**Selected extract**
=== Begin Enclosure ===

1. Introduction

1.1 Background Research (Literature Review) Figure 1: The Electromagnetic Spectrum (NASA, n.d.)

According to Roussy and Pearce (1995),  distinct bands of microwaves are permitted by law such as 2,450 MHz for domestic purposes; 915 MHz for industrial uses and 433 MHz for medical purposes. Japan introduced the first consumer microwave oven in 1955. (Roussy and Pearce, 1995)

Rao et. al. (1995) reported that microwaves are very short waves of electromagnetic energy that travel at the speed of light (299,792,458 metres per second). A device called magnetron generates microwaves, with the flow of electrons controlled by an external magnetic field. The microwaves will reflect back and forth from the two sides of the metal oven. The wavelength of the microwaves is tuned to produce a standing wave. This is where two waves which are produced, each one goes in each direction, and they interact to make some areas where there is a huge vibration and others where there are none. There are places where the microwaves are very strong, where the molecules will be vibrated very powerfully so heated strongly. Other locations where the microwaves are weak are separated by half a wavelength. (explainthatstuff.com, 2017) Microwaves make "standing waves" that, if not accompanied by a rotating plate, will create hot spots within the medium it is hitting. (explainthatstuff.com, 2017) Figure 2: How a Microwave Works

According to A. Einstein, wavelengths are a form electromagnetic radiation like radio waves or light waves, which make characteristic patterns as they travel through space. The distance between peaks (high points) is called a wavelength. (A. Einstein, 1920) Microwave heating is a novel method of heating which requires no conduction or convection.

=== End Enclosure ===

**Directions**
1. According to the microwave introduction, what does a magnetron do?
2. Which microwave frequency bands does the microwave introduction say are permitted by law, and what use is each one for?
3. Write the next few sentences of the microwave introduction, picking up after its last sentence.
The items play no part in any of this.

**Source data**

=== Begin Enclosure ===

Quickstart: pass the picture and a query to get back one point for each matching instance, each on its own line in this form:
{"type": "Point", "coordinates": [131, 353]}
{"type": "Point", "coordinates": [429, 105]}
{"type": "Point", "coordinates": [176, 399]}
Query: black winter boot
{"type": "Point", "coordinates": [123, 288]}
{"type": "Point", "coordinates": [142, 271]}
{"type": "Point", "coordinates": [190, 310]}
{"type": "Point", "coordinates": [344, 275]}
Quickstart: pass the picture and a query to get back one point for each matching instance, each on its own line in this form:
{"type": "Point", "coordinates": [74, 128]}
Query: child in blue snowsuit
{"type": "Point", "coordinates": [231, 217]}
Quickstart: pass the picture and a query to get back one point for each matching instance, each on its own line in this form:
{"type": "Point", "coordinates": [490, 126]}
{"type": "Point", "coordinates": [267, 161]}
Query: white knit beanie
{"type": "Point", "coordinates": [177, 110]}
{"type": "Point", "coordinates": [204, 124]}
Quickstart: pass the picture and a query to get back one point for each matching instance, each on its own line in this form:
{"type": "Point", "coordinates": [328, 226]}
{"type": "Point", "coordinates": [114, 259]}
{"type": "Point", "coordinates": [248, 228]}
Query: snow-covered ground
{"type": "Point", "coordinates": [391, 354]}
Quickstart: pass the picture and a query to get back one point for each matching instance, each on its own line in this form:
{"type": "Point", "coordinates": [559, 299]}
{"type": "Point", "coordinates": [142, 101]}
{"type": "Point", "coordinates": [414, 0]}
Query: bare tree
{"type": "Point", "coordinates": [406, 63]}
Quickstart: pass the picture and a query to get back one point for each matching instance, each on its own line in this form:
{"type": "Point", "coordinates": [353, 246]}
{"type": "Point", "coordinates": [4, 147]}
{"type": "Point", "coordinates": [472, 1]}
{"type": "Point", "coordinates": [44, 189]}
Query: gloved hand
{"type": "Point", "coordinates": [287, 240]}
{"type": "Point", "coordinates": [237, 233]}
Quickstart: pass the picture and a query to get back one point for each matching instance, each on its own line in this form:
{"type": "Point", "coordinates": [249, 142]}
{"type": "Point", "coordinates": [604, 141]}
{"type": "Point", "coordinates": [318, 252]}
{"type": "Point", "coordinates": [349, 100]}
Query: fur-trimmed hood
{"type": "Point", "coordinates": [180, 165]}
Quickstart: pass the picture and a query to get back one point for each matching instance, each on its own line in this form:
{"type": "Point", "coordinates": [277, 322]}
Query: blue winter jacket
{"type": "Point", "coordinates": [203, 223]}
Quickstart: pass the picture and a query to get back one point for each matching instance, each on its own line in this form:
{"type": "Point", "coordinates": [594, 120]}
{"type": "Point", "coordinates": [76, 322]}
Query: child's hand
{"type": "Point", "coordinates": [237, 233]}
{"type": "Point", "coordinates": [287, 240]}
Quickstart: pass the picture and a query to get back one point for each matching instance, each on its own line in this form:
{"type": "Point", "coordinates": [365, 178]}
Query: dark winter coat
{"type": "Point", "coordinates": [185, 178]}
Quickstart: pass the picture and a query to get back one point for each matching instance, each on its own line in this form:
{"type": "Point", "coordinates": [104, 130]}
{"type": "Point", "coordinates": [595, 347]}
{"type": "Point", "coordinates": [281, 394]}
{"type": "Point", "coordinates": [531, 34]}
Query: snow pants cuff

=== End Enclosure ===

**Task-by-task answers**
1. A magnetron generates microwaves.

2.
- 2,450 MHz: domestic purposes
- 915 MHz: industrial uses
- 433 MHz: medical purposes

3.
1.2 Research Questions

• Can the microwave oven measure the speed of light accurately?
• What is the relationship between wave speed, frequency, and wavelength?
• How much time will the egg white take to be cooked?
• What will our error margin be?

1.3 Hypothesis

The hypothesis is that if light is a form of electromagnetic radiation and microwaves produce electromagnetic radiation, then we would be able to measure the speed of light approximately using a microwave. We also hypothesised that we would get less than a 1% margin error while we were doing the egg experiment.